-- START --

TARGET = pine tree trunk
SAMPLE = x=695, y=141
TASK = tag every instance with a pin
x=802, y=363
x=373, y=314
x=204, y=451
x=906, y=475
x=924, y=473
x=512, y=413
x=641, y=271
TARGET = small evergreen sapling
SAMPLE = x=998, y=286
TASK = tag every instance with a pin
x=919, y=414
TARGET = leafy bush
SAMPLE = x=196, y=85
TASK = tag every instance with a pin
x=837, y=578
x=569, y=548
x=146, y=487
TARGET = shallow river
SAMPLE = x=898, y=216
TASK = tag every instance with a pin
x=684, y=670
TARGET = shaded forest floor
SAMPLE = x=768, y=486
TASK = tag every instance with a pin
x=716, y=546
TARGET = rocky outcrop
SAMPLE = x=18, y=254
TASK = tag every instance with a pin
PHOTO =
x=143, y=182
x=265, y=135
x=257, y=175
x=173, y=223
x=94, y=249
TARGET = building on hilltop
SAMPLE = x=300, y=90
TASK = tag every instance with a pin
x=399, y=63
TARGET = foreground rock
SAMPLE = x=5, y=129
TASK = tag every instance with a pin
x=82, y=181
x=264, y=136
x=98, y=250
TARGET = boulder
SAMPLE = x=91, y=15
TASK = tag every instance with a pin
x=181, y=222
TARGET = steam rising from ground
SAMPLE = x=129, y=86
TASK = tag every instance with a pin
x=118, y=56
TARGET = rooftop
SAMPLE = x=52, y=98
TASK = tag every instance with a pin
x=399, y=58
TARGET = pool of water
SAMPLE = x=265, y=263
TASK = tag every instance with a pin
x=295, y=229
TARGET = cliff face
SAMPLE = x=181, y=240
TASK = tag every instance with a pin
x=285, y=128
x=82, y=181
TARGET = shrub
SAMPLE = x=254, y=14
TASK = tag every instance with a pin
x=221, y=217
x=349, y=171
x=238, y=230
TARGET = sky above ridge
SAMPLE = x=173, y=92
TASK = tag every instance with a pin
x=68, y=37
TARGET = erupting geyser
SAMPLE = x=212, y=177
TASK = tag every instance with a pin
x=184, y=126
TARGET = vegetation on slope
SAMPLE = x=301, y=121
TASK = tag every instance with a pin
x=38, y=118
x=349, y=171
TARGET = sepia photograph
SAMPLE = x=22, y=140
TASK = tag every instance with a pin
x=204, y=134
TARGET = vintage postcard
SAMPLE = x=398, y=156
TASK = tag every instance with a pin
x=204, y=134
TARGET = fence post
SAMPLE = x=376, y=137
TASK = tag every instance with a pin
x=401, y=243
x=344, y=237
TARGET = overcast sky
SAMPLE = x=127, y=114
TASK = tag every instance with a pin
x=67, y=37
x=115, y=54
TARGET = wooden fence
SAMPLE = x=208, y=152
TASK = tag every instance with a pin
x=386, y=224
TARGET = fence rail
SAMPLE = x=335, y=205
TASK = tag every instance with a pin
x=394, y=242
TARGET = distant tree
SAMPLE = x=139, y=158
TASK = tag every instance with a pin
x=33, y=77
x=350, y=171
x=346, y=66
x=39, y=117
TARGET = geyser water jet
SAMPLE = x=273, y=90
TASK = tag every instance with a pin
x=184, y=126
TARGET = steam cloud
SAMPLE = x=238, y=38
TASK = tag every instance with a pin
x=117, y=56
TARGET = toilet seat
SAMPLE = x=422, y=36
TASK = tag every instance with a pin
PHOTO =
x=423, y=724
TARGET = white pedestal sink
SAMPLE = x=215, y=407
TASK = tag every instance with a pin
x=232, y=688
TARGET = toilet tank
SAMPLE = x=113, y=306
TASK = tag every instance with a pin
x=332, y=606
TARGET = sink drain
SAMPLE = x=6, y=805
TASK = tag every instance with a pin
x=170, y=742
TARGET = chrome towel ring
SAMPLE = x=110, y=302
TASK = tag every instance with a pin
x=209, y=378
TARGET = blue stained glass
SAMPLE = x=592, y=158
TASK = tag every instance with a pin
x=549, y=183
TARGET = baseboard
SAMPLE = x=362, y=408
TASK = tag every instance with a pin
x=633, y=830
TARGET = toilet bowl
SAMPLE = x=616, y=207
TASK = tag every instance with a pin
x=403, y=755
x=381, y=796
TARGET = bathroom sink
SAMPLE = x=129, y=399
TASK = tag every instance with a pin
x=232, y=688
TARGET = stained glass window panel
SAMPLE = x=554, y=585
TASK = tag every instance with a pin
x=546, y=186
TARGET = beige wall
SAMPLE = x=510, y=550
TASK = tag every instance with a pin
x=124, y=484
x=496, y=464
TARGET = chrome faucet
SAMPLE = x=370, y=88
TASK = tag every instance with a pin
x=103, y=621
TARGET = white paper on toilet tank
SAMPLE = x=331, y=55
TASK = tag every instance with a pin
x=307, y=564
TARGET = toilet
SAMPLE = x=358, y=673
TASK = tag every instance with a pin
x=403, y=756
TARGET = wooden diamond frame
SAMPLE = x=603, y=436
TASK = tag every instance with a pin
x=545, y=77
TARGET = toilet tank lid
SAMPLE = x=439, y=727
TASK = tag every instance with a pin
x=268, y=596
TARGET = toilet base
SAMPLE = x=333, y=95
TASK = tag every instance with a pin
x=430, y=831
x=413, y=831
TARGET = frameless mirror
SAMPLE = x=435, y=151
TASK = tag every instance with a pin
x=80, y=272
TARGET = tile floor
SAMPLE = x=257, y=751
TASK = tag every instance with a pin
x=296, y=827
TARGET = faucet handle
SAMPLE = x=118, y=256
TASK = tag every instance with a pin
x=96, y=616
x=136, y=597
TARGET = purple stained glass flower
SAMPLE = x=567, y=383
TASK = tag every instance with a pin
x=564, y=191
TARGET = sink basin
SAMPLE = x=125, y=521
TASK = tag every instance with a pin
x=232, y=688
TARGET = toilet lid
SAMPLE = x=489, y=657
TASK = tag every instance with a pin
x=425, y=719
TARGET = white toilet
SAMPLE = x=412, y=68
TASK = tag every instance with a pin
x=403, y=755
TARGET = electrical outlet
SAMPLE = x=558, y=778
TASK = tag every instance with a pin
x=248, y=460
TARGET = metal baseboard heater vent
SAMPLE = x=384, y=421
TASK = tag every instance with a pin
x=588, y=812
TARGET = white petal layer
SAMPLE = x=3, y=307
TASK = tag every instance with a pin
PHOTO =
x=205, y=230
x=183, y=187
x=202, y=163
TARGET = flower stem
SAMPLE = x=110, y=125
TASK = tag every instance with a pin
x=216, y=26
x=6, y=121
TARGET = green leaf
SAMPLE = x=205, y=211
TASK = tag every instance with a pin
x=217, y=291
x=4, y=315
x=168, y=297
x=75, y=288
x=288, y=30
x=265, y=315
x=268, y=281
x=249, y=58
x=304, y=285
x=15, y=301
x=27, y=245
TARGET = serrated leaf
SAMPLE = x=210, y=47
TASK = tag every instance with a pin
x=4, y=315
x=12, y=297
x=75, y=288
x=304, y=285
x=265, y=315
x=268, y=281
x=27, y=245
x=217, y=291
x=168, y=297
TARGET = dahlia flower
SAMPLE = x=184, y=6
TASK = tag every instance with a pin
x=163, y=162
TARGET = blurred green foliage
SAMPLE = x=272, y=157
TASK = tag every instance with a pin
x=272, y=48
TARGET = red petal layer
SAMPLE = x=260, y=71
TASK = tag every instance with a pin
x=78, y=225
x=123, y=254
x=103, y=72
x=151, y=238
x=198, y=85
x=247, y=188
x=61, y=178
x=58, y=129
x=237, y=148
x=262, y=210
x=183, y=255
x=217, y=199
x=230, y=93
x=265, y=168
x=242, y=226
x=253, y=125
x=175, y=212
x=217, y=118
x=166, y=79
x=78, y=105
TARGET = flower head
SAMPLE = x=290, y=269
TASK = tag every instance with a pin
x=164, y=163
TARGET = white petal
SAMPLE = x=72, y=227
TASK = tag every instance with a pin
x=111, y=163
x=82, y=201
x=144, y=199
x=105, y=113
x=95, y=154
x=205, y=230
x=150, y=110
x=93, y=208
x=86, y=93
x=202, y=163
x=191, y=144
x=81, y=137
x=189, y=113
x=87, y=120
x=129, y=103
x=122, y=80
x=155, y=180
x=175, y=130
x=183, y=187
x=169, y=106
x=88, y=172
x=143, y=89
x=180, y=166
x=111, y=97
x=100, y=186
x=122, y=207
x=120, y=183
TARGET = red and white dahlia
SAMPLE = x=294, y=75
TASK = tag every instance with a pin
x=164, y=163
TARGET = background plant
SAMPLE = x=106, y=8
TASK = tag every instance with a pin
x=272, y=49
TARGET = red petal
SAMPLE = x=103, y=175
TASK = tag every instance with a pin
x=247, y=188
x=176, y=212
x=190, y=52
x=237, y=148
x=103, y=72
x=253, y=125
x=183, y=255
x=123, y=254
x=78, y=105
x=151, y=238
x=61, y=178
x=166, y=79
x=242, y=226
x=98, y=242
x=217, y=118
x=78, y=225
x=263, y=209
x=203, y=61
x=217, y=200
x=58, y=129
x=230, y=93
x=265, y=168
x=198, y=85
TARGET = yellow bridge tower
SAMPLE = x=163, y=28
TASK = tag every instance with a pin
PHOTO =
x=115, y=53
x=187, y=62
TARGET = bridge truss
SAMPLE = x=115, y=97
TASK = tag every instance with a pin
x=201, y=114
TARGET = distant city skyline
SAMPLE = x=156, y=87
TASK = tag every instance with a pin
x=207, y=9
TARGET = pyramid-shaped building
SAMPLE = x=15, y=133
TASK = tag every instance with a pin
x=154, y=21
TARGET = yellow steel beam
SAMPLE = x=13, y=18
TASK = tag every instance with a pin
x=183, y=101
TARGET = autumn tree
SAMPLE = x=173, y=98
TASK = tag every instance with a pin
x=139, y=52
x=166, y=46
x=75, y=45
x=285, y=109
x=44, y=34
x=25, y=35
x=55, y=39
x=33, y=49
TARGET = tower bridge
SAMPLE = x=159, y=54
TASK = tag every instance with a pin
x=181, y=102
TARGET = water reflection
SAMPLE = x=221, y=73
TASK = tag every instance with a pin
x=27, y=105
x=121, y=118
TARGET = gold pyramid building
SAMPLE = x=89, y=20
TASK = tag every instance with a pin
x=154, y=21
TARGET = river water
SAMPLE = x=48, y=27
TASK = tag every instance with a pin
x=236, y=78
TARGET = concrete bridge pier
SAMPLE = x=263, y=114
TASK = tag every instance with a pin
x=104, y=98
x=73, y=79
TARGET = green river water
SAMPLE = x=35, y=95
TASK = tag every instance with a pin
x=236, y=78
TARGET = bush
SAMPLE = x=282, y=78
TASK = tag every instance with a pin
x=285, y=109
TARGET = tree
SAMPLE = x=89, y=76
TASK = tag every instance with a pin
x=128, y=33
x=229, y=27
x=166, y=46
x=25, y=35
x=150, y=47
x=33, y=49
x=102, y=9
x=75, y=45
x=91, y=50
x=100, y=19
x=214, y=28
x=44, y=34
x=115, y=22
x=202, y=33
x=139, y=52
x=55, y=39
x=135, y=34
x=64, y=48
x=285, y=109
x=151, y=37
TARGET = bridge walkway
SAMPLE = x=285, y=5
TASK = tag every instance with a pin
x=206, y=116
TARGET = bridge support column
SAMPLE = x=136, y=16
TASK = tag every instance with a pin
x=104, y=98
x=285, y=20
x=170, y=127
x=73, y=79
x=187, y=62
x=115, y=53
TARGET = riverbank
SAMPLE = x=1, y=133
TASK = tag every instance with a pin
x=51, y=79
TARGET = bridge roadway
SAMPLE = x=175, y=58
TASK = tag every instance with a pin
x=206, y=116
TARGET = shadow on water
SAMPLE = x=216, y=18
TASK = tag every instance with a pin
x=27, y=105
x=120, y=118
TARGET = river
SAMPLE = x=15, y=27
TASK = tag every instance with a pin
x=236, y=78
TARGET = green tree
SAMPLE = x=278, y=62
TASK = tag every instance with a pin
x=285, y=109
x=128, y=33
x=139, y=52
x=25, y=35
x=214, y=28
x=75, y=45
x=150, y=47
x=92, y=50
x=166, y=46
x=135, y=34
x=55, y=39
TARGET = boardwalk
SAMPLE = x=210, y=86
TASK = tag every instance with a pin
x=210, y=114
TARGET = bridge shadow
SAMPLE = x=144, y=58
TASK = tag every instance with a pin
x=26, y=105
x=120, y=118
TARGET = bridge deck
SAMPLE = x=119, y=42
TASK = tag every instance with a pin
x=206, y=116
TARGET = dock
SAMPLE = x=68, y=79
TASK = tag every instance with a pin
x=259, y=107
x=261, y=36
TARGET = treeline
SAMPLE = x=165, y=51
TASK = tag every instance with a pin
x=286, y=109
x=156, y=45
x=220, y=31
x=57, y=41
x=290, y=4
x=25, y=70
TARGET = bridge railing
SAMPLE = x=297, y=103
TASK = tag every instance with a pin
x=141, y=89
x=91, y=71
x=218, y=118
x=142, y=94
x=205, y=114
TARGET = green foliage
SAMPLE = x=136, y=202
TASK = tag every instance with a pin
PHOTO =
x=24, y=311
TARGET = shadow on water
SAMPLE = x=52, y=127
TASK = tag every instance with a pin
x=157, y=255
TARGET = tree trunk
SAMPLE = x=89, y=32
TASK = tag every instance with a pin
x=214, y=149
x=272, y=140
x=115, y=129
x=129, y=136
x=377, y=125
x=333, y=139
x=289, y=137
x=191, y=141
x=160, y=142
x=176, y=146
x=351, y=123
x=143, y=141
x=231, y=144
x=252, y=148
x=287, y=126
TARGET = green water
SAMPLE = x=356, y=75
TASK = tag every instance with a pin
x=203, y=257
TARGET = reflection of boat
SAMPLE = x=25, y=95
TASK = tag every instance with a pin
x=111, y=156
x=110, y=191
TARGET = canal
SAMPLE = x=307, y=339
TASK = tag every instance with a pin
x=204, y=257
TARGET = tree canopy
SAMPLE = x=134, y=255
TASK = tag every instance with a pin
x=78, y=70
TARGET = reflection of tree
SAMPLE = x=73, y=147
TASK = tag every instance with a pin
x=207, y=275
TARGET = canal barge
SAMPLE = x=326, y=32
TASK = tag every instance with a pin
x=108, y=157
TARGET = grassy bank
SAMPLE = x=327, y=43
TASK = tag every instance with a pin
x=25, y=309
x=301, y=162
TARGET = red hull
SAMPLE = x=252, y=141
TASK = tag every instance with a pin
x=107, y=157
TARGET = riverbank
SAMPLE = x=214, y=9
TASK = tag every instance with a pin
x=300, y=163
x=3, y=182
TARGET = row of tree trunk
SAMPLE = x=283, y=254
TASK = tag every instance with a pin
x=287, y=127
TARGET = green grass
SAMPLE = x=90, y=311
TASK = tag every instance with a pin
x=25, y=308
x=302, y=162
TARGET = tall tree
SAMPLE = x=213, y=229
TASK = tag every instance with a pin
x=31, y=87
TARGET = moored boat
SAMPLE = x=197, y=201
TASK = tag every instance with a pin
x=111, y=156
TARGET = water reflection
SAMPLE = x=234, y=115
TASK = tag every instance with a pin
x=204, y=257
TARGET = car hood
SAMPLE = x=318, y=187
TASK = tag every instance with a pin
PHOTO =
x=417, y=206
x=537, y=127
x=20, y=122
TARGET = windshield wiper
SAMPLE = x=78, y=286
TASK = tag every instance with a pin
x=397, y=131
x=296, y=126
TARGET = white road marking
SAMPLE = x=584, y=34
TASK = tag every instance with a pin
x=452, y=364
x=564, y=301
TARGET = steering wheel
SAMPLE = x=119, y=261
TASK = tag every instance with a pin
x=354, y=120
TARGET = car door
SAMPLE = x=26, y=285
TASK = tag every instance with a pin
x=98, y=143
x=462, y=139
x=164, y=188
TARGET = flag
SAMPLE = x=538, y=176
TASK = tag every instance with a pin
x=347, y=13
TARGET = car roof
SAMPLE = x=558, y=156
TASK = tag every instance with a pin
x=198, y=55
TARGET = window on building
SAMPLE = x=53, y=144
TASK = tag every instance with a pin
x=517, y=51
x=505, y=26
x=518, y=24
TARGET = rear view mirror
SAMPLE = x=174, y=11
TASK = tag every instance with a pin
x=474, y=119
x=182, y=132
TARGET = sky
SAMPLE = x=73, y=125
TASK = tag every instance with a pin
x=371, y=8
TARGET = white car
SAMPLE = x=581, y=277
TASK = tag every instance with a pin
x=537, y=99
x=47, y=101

-- END --

Problem statement: Copy the items from the top through the line containing "x=238, y=230", changing "shallow river" to "shallow stream" and leaving everything else as it is.

Solution to the problem:
TARGET = pine tree trunk
SAMPLE = x=695, y=141
TASK = tag every instance with a pin
x=802, y=363
x=373, y=314
x=204, y=451
x=906, y=475
x=924, y=473
x=512, y=413
x=641, y=271
TARGET = small evergreen sapling
SAMPLE = x=998, y=286
TASK = tag every instance with a pin
x=919, y=414
TARGET = leafy bush
SAMPLE = x=196, y=85
TASK = tag every instance with a pin
x=837, y=578
x=569, y=548
x=146, y=487
TARGET = shallow stream
SAMPLE = x=898, y=216
TASK = tag every instance with a pin
x=684, y=670
TARGET = shaded forest floor
SAMPLE = x=768, y=486
TASK = tag every instance with a pin
x=716, y=546
TARGET = rocky outcrop
SAMPLE = x=18, y=254
TASK = tag every instance with a pin
PHOTO =
x=143, y=182
x=265, y=135
x=257, y=175
x=173, y=223
x=94, y=249
TARGET = building on hilltop
SAMPLE = x=300, y=90
TASK = tag every instance with a pin
x=399, y=63
TARGET = foreground rock
SAMPLE = x=5, y=129
TASK = tag every instance with a pin
x=82, y=181
x=264, y=136
x=98, y=250
TARGET = boulder
SAMPLE = x=91, y=15
TASK = tag every instance with a pin
x=181, y=222
TARGET = steam rising from ground
SAMPLE = x=129, y=86
TASK = tag every instance with a pin
x=118, y=56
TARGET = rooftop
SAMPLE = x=52, y=98
TASK = tag every instance with a pin
x=399, y=58
TARGET = pool of water
SAMPLE = x=265, y=263
TASK = tag every instance with a pin
x=295, y=229
TARGET = cliff face
SAMPLE = x=181, y=240
TASK = tag every instance with a pin
x=285, y=128
x=82, y=181
TARGET = shrub
SAMPLE = x=254, y=14
TASK = tag every instance with a pin
x=221, y=217
x=349, y=171
x=238, y=230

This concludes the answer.